What to produce >> Repeat every record below exactly as written.

Coordinate annotation entries >>
★ ★ ★

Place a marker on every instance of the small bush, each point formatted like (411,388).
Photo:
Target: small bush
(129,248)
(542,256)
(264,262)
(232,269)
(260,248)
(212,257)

★ ★ ★

Solved problem >>
Place a marker on every instance of the small bush, each point formatted like (411,388).
Photo:
Target: small bush
(129,248)
(542,256)
(264,262)
(232,269)
(260,248)
(212,257)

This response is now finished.